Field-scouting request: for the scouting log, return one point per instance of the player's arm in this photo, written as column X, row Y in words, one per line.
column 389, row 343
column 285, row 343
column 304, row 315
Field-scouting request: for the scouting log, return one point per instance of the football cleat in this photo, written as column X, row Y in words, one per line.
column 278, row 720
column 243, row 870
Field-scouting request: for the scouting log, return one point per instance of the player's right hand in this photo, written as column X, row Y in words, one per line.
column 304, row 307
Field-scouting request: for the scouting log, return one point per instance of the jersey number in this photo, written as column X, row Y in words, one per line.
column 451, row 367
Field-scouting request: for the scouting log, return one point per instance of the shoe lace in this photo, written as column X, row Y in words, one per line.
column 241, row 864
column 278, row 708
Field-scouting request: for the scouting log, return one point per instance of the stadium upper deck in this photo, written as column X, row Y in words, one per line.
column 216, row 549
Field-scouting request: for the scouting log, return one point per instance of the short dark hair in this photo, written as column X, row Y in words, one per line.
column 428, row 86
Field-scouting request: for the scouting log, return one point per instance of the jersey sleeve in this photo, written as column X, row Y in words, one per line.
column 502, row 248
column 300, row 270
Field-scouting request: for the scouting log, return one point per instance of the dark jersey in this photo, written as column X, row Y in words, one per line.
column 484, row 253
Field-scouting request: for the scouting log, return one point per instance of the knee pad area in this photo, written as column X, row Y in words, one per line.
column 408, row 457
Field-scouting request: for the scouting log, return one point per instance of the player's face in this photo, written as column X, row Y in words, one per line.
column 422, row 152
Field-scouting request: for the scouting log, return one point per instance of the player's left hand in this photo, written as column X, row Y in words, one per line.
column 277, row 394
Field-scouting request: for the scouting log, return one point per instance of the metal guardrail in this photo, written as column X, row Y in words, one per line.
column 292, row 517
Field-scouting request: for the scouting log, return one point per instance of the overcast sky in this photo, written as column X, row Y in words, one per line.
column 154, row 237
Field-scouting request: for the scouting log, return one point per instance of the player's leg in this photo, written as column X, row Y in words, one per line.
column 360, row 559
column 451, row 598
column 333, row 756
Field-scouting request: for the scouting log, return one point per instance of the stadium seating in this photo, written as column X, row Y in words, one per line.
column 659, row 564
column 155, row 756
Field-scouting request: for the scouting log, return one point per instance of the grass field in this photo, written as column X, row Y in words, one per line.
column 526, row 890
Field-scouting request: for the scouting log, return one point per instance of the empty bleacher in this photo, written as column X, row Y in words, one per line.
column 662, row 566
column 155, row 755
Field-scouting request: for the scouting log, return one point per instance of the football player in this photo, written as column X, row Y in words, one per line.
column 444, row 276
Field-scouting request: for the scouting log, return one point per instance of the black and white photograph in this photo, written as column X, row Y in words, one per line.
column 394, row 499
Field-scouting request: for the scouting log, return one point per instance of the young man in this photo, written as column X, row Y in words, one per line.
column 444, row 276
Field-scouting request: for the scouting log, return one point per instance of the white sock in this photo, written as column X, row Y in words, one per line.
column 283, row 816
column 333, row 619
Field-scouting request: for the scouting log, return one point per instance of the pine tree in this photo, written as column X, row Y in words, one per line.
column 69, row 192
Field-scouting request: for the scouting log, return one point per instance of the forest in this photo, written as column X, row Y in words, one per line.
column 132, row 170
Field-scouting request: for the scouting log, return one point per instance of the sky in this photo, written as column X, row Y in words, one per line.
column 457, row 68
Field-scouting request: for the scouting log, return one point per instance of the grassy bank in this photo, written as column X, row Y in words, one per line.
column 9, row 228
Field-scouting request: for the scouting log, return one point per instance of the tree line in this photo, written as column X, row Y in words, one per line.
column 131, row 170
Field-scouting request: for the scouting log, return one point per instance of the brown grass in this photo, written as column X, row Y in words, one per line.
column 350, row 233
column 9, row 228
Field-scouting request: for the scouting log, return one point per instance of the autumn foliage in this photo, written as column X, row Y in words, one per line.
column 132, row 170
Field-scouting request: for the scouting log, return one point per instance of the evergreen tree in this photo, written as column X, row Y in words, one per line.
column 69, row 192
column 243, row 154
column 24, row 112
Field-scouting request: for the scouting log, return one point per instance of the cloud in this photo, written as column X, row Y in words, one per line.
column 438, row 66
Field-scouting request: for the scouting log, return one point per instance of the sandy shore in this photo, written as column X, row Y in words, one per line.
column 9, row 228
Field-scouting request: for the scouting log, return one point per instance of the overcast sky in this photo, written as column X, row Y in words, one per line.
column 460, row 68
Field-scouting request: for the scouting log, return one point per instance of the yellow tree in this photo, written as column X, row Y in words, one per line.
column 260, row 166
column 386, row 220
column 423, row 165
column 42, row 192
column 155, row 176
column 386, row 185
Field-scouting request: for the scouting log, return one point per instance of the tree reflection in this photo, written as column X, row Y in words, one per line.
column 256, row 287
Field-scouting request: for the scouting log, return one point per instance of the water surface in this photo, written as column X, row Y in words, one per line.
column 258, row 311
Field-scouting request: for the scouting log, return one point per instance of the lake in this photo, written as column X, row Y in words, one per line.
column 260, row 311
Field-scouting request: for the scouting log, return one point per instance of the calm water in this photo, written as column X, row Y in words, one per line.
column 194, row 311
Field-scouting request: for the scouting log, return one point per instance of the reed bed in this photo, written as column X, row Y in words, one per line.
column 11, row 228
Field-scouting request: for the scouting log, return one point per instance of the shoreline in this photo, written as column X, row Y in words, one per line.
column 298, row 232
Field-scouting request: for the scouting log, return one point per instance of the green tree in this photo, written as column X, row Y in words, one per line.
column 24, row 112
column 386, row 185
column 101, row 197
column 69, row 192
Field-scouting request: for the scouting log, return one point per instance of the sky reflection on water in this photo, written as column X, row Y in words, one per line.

**Given problem:**
Copy out, word for word, the lines of the records between the line holding "the jersey number" and the line holding "column 300, row 270", inclusive.

**Response:**
Field-scouting request: for the scouting log, return one point per instance of the jersey number in this photo, written as column X, row Y in words, one per line.
column 451, row 367
Field-scouting request: for the scouting log, return one point per instance of the shoe lace in this photo, written as column X, row Y in words, one per line.
column 241, row 864
column 278, row 708
Field-scouting request: for the scouting log, return one point per instance of the stadium upper deck in this photo, written as column X, row Y in words, one per line.
column 216, row 549
Field-scouting request: for the scouting log, return one point per instance of the short dark hair in this photo, written as column X, row Y in words, one per line.
column 428, row 86
Field-scouting request: for the scouting log, return one point per instance of the jersey sleeve in this photo, written as column X, row Y in words, one per line.
column 502, row 248
column 300, row 270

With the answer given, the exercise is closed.